Politik 2016 – Bürgerkriege, Aufstieg der AfD, Trump
US-Präsident
Das Jahr 2016 wurde (Stand: Anfang Oktober 2016) in
weltpolitischer Hinsicht vor allem durch den Bürgerkrieg
in Syrien und dessen Auswirkungen auf die Länder Europas
mit Flüchtlingsproblematik und Terroranschlägen
bestimmt. Der 2011 als Folge der Unterdrückung
demokratischer Reformen einfordernder Oppositionskräfte
durch den autoritären syrischen Präsidenten Assad
ausgebrochene Bürgerkrieg hatte sich rasch zu einem
bewaffneten Konflikt entwickelt. Liberale Forderungen
des Arabischen Frühlings spielten dabei schnell so gut
wie keine Rolle mehr. Stattdessen ist eine seit Jahren
unermessliches Leid über die Bevölkerung bringende
Gemengelage von politischen, ethnischen und den
Gegensatz schiitischer und sunnitischer
Religionsauffassungen instrumentalisierender syrischer
Konfliktparteien entstanden.
Neben der syrischen Armee gehören die terroristische
Sunniten-Miliz IS („Islamischer Staat“), die schiitische
Hisbollah-Miliz sowie kurdische Gruppen zu den
wichtigsten Kräften. Einem Konfliktende entscheidend
entgegnen steht die Einmischung auswärtiger Mächte in
den Konflikt. Saudi-Arabien, Iran und Türkei verfolgen
jeweils eigene Interessen und bewirken durch die
Unterstützung der von ihnen favorisierten Kräfte mit
Waffen, Geld oder sogar Militäreinsatz eine Verlängerung
des Konflikts. Besonders konfliktverlängernd wirkte sich
die Unterstützung Assads durch Russland aus. Für das
außenpolitisch weitgehend isolierte Russland stellte das
Assad-Regime der einzige Verbündeten in der
Nahost-Region dar.
Der russische Präsidenten Putin stützte Assad, um sich
geostrategisch gegenüber den Assad-kritischen USA
Vorteile zu sichern. Das russische Verhältnis zu den USA
und der EU wurde zudem 2016 durch die weiterhin
ungeklärten Fragen im Zusammenhang mit den kriegerischen
Auseinandersetzungen in der Ukraine belastet.

> Eingabematerial:
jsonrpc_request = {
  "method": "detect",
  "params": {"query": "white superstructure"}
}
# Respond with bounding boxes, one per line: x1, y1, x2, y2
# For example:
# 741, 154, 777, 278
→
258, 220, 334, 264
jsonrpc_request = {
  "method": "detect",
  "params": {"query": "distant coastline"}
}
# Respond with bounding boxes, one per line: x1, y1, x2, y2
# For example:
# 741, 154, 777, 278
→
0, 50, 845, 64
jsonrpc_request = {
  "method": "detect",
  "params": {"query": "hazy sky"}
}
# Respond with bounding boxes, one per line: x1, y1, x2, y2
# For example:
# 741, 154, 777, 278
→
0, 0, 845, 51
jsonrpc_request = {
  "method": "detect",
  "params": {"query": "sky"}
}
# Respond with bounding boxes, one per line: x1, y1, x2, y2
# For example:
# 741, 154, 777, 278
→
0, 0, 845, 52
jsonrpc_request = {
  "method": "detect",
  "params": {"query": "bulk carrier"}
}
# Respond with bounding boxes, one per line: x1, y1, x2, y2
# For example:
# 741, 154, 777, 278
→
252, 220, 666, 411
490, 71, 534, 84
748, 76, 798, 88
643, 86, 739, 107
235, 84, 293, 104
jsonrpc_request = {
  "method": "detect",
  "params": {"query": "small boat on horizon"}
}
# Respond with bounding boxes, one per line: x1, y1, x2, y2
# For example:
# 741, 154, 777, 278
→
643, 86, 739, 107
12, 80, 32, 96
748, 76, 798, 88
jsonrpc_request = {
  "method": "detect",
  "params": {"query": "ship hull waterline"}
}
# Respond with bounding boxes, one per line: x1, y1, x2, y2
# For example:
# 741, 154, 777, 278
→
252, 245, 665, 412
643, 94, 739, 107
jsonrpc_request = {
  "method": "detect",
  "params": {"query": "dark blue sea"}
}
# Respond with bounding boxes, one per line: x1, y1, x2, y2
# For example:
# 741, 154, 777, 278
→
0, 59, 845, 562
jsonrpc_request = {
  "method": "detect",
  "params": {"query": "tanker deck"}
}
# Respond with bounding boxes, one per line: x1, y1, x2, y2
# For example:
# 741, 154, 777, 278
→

> Übungsaufgaben:
1. Prüfe, ob die folgenden Aussagen mit dem Textauszug übereinstimmen. Antworte jeweils mit Ja oder Nein und zitiere die entscheidenden Worte genau. (a) Der Bürgerkrieg in Syrien brach 2011 aus. (b) Die liberalen Forderungen des Arabischen Frühlings blieben im Konflikt bestimmend. (c) Russland unterstützte Assad.
2. Gib Zeilen der Datensätze wörtlich wieder. Beginne mit der ersten Zeile der Datensätze und höre nach der Zeile auf, die „0, 0, 845, 52“ enthält, wobei beide Grenzzeilen dazugehören.
Textauszug und Datensätze stammen aus unterschiedlichen Quellen.

> Lösungen:
1.
(a) Ja: „Der 2011 als Folge der Unterdrückung demokratischer Reformen einfordernder Oppositionskräfte durch den autoritären syrischen Präsidenten Assad ausgebrochene Bürgerkrieg“
(b) Nein: „Liberale Forderungen des Arabischen Frühlings spielten dabei schnell so gut wie keine Rolle mehr.“
(c) Ja: „Besonders konfliktverlängernd wirkte sich die Unterstützung Assads durch Russland aus.“

2.
jsonrpc_request = {
  "method": "detect",
  "params": {"query": "white superstructure"}
}
# Respond with bounding boxes, one per line: x1, y1, x2, y2
# For example:
# 741, 154, 777, 278
→
258, 220, 334, 264
jsonrpc_request = {
  "method": "detect",
  "params": {"query": "distant coastline"}
}
# Respond with bounding boxes, one per line: x1, y1, x2, y2
# For example:
# 741, 154, 777, 278
→
0, 50, 845, 64
jsonrpc_request = {
  "method": "detect",
  "params": {"query": "hazy sky"}
}
# Respond with bounding boxes, one per line: x1, y1, x2, y2
# For example:
# 741, 154, 777, 278
→
0, 0, 845, 51
jsonrpc_request = {
  "method": "detect",
  "params": {"query": "sky"}
}
# Respond with bounding boxes, one per line: x1, y1, x2, y2
# For example:
# 741, 154, 777, 278
→
0, 0, 845, 52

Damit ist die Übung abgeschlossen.